> **DIRECTIONS**: Quote the full listing below verbatim, line for line, and omit the pictures from your reproduction.

%%

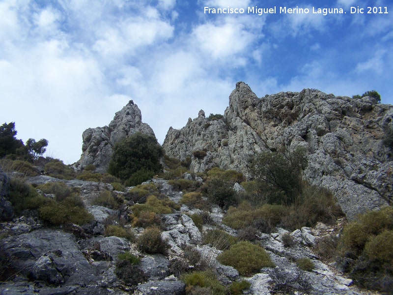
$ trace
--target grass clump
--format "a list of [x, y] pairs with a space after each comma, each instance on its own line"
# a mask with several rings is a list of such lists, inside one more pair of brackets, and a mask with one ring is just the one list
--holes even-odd
[[229, 286], [230, 295], [241, 295], [243, 290], [250, 289], [250, 287], [251, 283], [245, 280], [233, 282]]
[[128, 240], [134, 239], [134, 233], [130, 229], [115, 224], [110, 224], [105, 227], [105, 232], [104, 235], [105, 236], [117, 236], [124, 237]]
[[[211, 271], [193, 271], [182, 275], [181, 280], [186, 284], [186, 291], [188, 294], [225, 295], [227, 293], [226, 288], [221, 285]], [[201, 291], [207, 293], [201, 293]]]
[[224, 265], [233, 266], [244, 276], [256, 273], [262, 267], [275, 266], [264, 249], [248, 241], [232, 245], [220, 254], [217, 260]]
[[166, 254], [169, 248], [166, 239], [161, 236], [161, 231], [152, 227], [146, 229], [137, 241], [137, 246], [142, 252], [153, 254]]
[[114, 197], [109, 191], [105, 190], [100, 193], [91, 201], [91, 205], [107, 207], [111, 209], [116, 209], [119, 207], [119, 203], [116, 202]]
[[237, 242], [237, 238], [221, 230], [208, 230], [202, 234], [203, 244], [211, 244], [221, 250], [225, 250]]
[[306, 271], [311, 271], [315, 267], [314, 263], [309, 258], [300, 258], [296, 261], [298, 267]]

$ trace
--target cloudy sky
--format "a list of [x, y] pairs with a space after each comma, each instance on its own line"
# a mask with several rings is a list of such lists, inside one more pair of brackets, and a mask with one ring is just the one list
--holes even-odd
[[[248, 13], [255, 6], [277, 12]], [[280, 13], [296, 6], [309, 12]], [[0, 0], [0, 122], [15, 121], [24, 142], [46, 138], [66, 164], [83, 132], [130, 99], [162, 143], [201, 109], [224, 114], [239, 81], [259, 97], [375, 89], [393, 104], [392, 78], [391, 0]]]

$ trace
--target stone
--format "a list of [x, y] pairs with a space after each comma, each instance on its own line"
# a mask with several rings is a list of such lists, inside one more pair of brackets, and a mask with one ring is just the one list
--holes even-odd
[[150, 281], [138, 285], [139, 295], [183, 295], [186, 284], [181, 281]]
[[142, 115], [138, 106], [130, 100], [116, 113], [109, 126], [89, 128], [83, 132], [82, 154], [73, 167], [80, 171], [93, 164], [96, 172], [106, 172], [115, 144], [138, 132], [155, 136], [150, 126], [142, 122]]
[[[190, 157], [194, 173], [219, 167], [250, 178], [255, 153], [283, 143], [308, 149], [305, 178], [330, 189], [349, 219], [392, 202], [392, 150], [383, 140], [393, 127], [393, 106], [315, 89], [259, 98], [238, 82], [222, 119], [209, 121], [203, 113], [180, 129], [169, 128], [163, 145], [169, 156]], [[206, 155], [194, 156], [196, 150]]]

%%

> **FINISHED ANSWER**:
$ trace
--target grass clump
--format "a list of [x, y] pairs with a space after each comma, each instance on its own line"
# a mask with several rings is a list of such lists, inside one more pair of brackets, and a mask with one ring is just the one list
--holes even-odd
[[229, 286], [230, 295], [241, 295], [243, 290], [250, 289], [250, 287], [251, 283], [245, 280], [233, 282]]
[[128, 240], [134, 239], [134, 233], [130, 229], [115, 224], [110, 224], [105, 227], [105, 232], [104, 235], [105, 236], [117, 236], [124, 237]]
[[[211, 271], [193, 271], [182, 275], [181, 280], [186, 284], [186, 291], [188, 294], [225, 295], [227, 293], [226, 288], [221, 285]], [[201, 291], [207, 293], [201, 293]]]
[[224, 265], [233, 266], [244, 276], [256, 273], [262, 267], [275, 266], [264, 249], [248, 241], [232, 245], [220, 254], [217, 260]]
[[166, 254], [169, 248], [166, 239], [161, 236], [161, 231], [152, 227], [146, 229], [137, 241], [137, 246], [142, 252], [153, 254]]
[[114, 197], [109, 191], [105, 190], [100, 193], [91, 201], [91, 205], [107, 207], [111, 209], [116, 209], [119, 207], [119, 203], [116, 202]]
[[237, 242], [237, 238], [221, 230], [208, 230], [202, 234], [203, 244], [211, 244], [221, 250], [225, 250]]
[[306, 271], [311, 271], [315, 267], [314, 263], [309, 258], [300, 258], [296, 261], [298, 267]]

$ trace
--target cloudy sky
--format "a list of [x, y] pairs with a space after each comma, each instance on its own line"
# a mask with several rings is a list of such lists, inside one more pair of brackets, and a mask with one ring is just the one list
--holes even-odd
[[[248, 13], [255, 6], [277, 12]], [[280, 13], [296, 6], [309, 12]], [[0, 0], [0, 122], [15, 121], [24, 142], [46, 138], [66, 164], [83, 132], [130, 99], [162, 143], [201, 109], [224, 114], [239, 81], [259, 97], [375, 89], [393, 104], [392, 78], [391, 0]]]

$ trace
--target stone
--format "a list of [x, y] pairs with a space after each comma, each instance on its own line"
# a mask with several rings is a list of such lists, inside one more pair of brackets, and a mask with one ring is just the one list
--holes even-odd
[[150, 281], [138, 285], [139, 295], [183, 295], [186, 284], [181, 281]]
[[142, 115], [138, 106], [130, 100], [116, 113], [109, 126], [89, 128], [83, 132], [82, 154], [73, 167], [80, 171], [93, 164], [96, 172], [106, 172], [115, 144], [138, 132], [155, 136], [150, 126], [142, 122]]
[[[190, 157], [194, 173], [219, 167], [250, 178], [255, 153], [283, 143], [308, 149], [305, 178], [330, 189], [349, 219], [392, 202], [392, 150], [383, 140], [393, 127], [393, 106], [315, 89], [259, 98], [238, 82], [222, 119], [209, 121], [203, 113], [180, 129], [169, 128], [163, 145], [169, 156]], [[206, 155], [194, 156], [196, 150]]]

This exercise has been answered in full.